* [Opdrachteisen] Schrijf de volledige lijst hieronder regel voor regel ongewijzigd over.

# # #

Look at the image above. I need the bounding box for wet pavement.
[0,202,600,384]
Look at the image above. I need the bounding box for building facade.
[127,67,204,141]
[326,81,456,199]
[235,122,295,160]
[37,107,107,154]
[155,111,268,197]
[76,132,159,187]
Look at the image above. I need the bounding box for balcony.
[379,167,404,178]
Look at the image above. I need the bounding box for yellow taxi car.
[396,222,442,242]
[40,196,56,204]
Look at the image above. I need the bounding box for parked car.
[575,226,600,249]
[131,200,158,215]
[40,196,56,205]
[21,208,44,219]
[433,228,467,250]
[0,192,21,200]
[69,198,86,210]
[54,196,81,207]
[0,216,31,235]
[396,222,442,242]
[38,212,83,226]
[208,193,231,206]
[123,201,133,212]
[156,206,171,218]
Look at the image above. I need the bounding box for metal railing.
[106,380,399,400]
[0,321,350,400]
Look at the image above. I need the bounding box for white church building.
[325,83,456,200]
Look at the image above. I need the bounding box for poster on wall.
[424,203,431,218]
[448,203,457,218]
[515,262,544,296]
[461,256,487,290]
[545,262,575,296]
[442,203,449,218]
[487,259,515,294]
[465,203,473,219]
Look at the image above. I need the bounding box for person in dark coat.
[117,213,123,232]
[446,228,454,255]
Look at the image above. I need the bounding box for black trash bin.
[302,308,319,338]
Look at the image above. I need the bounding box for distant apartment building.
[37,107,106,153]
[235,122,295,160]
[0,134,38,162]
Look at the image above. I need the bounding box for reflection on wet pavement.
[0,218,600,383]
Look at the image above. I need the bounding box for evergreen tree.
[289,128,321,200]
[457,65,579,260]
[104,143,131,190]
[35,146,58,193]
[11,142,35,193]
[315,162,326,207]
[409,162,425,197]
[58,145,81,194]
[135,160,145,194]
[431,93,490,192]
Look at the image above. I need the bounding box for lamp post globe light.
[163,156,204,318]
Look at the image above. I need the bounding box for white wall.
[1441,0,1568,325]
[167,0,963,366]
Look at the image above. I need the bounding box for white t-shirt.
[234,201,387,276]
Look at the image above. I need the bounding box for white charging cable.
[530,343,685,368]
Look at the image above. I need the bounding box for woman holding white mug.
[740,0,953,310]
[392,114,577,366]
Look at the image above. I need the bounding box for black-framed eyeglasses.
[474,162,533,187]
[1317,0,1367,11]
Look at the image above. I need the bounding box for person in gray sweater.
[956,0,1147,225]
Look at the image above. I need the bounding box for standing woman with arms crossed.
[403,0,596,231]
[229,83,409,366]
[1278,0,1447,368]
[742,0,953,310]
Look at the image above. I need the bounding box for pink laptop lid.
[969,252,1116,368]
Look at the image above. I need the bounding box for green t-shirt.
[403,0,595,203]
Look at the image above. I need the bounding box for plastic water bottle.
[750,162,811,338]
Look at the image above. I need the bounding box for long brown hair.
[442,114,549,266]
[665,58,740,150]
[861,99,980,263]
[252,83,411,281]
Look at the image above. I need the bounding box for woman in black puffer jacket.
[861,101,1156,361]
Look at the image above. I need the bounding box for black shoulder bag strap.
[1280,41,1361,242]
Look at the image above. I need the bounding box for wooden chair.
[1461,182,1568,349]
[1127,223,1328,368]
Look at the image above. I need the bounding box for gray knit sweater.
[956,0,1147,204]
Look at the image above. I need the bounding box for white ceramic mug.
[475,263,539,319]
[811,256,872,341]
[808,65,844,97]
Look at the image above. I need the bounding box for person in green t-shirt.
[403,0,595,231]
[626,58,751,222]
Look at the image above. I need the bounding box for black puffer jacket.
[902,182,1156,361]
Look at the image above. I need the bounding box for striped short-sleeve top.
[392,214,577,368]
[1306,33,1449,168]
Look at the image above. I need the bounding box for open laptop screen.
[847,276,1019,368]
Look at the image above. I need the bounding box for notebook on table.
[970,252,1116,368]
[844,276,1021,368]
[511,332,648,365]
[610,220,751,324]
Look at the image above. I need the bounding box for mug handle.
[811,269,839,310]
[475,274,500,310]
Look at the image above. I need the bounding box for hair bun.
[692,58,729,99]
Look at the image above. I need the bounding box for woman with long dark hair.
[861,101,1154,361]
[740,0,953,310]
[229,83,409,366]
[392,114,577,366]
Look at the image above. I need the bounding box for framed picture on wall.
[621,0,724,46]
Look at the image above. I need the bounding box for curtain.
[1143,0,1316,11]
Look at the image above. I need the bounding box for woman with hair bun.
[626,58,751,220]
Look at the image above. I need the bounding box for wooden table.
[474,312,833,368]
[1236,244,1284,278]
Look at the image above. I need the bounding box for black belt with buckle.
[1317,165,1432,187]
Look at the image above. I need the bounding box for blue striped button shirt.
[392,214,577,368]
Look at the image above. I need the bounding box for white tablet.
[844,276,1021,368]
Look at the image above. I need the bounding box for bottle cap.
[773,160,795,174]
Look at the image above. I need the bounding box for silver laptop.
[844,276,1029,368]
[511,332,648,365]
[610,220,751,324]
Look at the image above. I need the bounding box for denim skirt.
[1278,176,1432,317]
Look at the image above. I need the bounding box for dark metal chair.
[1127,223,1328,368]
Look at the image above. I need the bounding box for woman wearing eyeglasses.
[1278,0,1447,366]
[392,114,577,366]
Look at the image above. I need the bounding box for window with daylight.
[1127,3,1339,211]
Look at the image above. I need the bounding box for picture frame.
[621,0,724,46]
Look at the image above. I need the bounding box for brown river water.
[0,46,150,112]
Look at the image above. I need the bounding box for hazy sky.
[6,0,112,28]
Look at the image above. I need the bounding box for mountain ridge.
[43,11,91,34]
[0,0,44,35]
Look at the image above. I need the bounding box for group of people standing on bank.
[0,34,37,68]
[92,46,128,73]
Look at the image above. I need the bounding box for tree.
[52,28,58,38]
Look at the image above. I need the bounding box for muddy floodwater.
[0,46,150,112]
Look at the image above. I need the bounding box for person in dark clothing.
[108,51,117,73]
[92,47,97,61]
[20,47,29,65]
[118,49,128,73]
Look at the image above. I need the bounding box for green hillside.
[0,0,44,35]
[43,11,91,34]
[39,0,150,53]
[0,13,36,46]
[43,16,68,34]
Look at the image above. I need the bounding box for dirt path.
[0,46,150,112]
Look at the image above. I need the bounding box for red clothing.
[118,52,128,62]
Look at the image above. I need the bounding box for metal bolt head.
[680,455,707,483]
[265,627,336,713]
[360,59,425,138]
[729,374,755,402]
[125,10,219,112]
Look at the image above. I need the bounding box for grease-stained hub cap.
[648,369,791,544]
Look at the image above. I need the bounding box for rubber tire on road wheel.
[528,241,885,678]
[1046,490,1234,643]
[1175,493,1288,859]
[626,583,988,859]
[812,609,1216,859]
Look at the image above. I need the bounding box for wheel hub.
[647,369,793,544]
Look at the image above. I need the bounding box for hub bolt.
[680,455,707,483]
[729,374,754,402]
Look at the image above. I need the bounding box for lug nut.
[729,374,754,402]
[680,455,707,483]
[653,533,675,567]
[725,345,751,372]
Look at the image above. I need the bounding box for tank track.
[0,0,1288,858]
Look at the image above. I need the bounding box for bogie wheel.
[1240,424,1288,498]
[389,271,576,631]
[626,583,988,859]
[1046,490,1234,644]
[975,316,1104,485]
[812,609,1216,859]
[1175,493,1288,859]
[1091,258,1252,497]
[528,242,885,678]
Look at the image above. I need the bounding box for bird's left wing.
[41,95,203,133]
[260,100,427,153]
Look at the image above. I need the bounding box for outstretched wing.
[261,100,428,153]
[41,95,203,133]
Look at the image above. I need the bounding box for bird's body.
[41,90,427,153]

# # #

* [Uitwerking]
Look at the image above. I need the bounding box for wet pavement.
[0,202,600,384]
Look at the image above. I need the bounding box for building facade.
[127,67,204,141]
[326,81,456,199]
[235,122,295,160]
[37,107,107,154]
[155,111,268,197]
[76,132,159,187]
Look at the image above. I need the bounding box for balcony.
[379,167,404,178]
Look at the image above. I need the bounding box for yellow taxi car.
[396,222,442,242]
[40,196,56,204]
Look at the image above. I need the bounding box for parked car.
[575,226,600,249]
[131,200,158,215]
[40,196,56,205]
[21,208,44,219]
[433,228,467,250]
[0,192,21,200]
[69,198,86,210]
[54,196,81,207]
[0,216,31,235]
[396,222,442,242]
[38,212,83,226]
[208,193,231,206]
[123,201,133,212]
[156,206,171,218]
Look at the image above. I need the bounding box for metal railing.
[106,380,399,400]
[0,321,350,400]
Look at the image above. I need the bounding box for white church building.
[325,83,456,200]
Look at the image above. I need the bounding box for poster on wall.
[424,203,431,218]
[448,203,457,218]
[515,262,544,296]
[461,256,487,290]
[545,262,575,296]
[442,203,449,218]
[487,259,515,294]
[465,203,473,219]
Look at the image above. I need the bounding box for person in dark coat.
[117,213,123,232]
[446,228,454,255]
Look at the image above. I need the bounding box for black trash bin.
[302,308,319,338]
Look at the image above. I need the bounding box for distant apartment building.
[37,107,106,153]
[235,122,295,160]
[0,134,38,162]
Look at the image above. I need the bounding box for reflection on wet pavement.
[0,218,600,383]
Look at the image above. I need the bounding box for evergreen tree.
[289,128,321,200]
[457,65,579,260]
[104,143,131,190]
[35,146,58,193]
[11,142,35,193]
[315,162,326,207]
[409,162,425,197]
[58,145,81,194]
[135,160,145,194]
[431,93,490,192]
Look at the image above. I need the bounding box for lamp post globe light.
[163,156,204,318]
Look at the image above. I need the bounding box for white wall.
[1441,0,1568,325]
[167,0,963,366]
Look at the image above. I need the bounding box for white t-shirt.
[234,201,387,276]
Look at the image above. I need the bounding box for white charging cable.
[530,343,685,368]
Look at the image above. I need the bounding box for woman holding white mug.
[740,0,953,310]
[392,114,577,366]
Look at the image above. I need the bounding box for black-framed eyeglasses.
[474,162,533,187]
[1317,0,1367,11]
Look at the image above. I need the bounding box for person in gray sweater.
[956,0,1147,225]
Look at the image above. I need the bounding box for standing woman with arms crossed.
[403,0,596,231]
[229,83,409,366]
[1278,0,1447,368]
[742,0,953,310]
Look at the image above. I need the bounding box for pink laptop lid.
[969,252,1116,368]
Look at the image above. I need the bounding box for green t-shirt.
[403,0,595,203]
Look at the image above. I need the bounding box for plastic water bottle.
[750,162,811,338]
Look at the image above. I need the bounding box for long brown hair.
[442,114,549,266]
[665,58,740,150]
[861,99,980,263]
[252,83,411,281]
Look at the image above. I need the bounding box for woman in black puffer jacket.
[861,101,1156,361]
Look at the image above. I need the bounding box for black shoulder bag strap.
[1280,41,1361,242]
Look at the image above. I need the bounding box for wooden chair.
[1461,182,1568,349]
[1127,223,1328,368]
Look at the image above. I need the bounding box for gray knit sweater.
[956,0,1147,204]
Look at the image above. I need the bounding box for white ceramic mug.
[475,263,539,319]
[811,256,872,341]
[808,65,844,97]
Look at the image above. I need the bounding box for person in green t-shirt.
[403,0,595,231]
[626,58,751,222]
Look at the image above. I need the bounding box for black puffer jacket.
[902,182,1156,361]
Look at the image above. I need the bounding box for striped short-sleeve top.
[392,214,577,368]
[1306,33,1449,168]
Look at the image above. I need the bounding box for open laptop screen.
[847,276,1019,368]
Look at the image above. I need the bounding box for notebook on table.
[970,252,1116,368]
[844,276,1021,368]
[511,332,648,365]
[610,220,751,324]
Look at the image above. I need the bounding box for mug handle.
[811,269,839,310]
[475,274,500,310]
Look at the image above. I need the bounding box for hair bun.
[692,58,729,99]
Look at the image above. I need the bounding box for woman with long dark hair.
[861,101,1154,361]
[740,0,953,310]
[229,83,409,366]
[392,114,577,366]
Look at the image above. I need the bounding box for framed picture on wall.
[621,0,724,46]
Look at the image above. I need the bounding box for curtain.
[1143,0,1316,11]
Look at the image above. I need the bounding box for woman with hair bun.
[626,58,751,220]
Look at the image above. I need the bounding box for wooden table.
[474,312,833,368]
[1236,244,1284,278]
Look at the image above. I need the bounding box for black belt with buckle.
[1317,165,1432,187]
Look at the image above. I need the bounding box for blue striped button shirt.
[392,214,577,368]
Look at the image above. I need the bounding box for white tablet.
[844,276,1021,368]
Look at the image above. I need the bounding box for bottle cap.
[773,160,795,174]
Look at the image above. I need the bounding box for silver laptop.
[844,276,1029,368]
[511,332,648,365]
[610,220,751,324]
Look at the image above. I need the bounding box for denim skirt.
[1278,176,1432,317]
Look at the image above. I need the bounding box for dark metal chair.
[1127,223,1328,368]
Look at the image above. I need the bounding box for woman wearing eyeglasses.
[1278,0,1447,366]
[392,114,577,366]
Look at the image above. I need the bounding box for window with daylight.
[1127,3,1339,211]
Look at the image above. I need the bounding box for picture frame.
[621,0,724,46]
Look at the image above. I need the bounding box for brown river water.
[0,46,150,112]
Look at the image above. I need the bounding box for hazy sky.
[6,0,112,28]
Look at the image above. I need the bounding box for mountain ridge.
[43,11,91,34]
[0,0,44,35]
Look at the image above. I need the bounding box for group of people standing on bank.
[0,34,37,68]
[92,46,128,73]
Look at the image above. I need the bounding box for tree.
[52,28,58,38]
Look at the image above. I need the bounding box for muddy floodwater.
[0,46,150,112]
Look at the image above. I need the bounding box for person in dark clothing.
[108,51,117,73]
[92,47,97,61]
[20,47,29,65]
[118,49,128,73]
Look at the image above. I need the bounding box for green hillside.
[0,0,44,35]
[43,11,91,34]
[39,0,150,53]
[0,13,36,46]
[43,16,68,34]
Look at the image above. I need the bounding box for dirt path.
[0,46,150,112]
Look at the image above. I need the bounding box for red clothing.
[118,52,128,62]
Look at the image above. I need the bounding box for metal bolt head.
[680,455,707,483]
[265,627,336,713]
[360,59,425,138]
[729,374,755,402]
[125,10,219,112]
Look at the image above. I need the bounding box for grease-stained hub cap.
[648,369,791,544]
Look at the image above. I need the bounding box for rubber tire on road wheel.
[528,241,885,678]
[1046,490,1234,643]
[1175,493,1288,859]
[626,583,988,859]
[812,609,1216,859]
Look at the image above. I need the bounding box for wheel hub.
[647,369,793,544]
Look at the image above. I need the bounding box for hub bolt.
[680,455,707,483]
[729,374,754,402]
Look at the image above. I need the bounding box for lug nut.
[729,374,754,402]
[680,455,707,483]
[653,533,675,567]
[725,345,751,372]
Look at the image above. I need the bounding box for tank track.
[0,0,1288,858]
Look at the image above. I need the bounding box for bogie wheel.
[1240,424,1288,498]
[389,271,576,631]
[626,583,988,859]
[1046,490,1234,644]
[975,316,1104,485]
[812,609,1216,859]
[1175,493,1288,859]
[1091,258,1252,497]
[528,242,885,678]
Look at the image above. I need the bounding box for bird's left wing.
[41,95,203,133]
[260,100,427,153]
Look at the image above. I need the bounding box for outstretched wing.
[261,100,428,153]
[41,95,203,133]
Look at the image above. I need the bounding box for bird's body.
[41,90,427,153]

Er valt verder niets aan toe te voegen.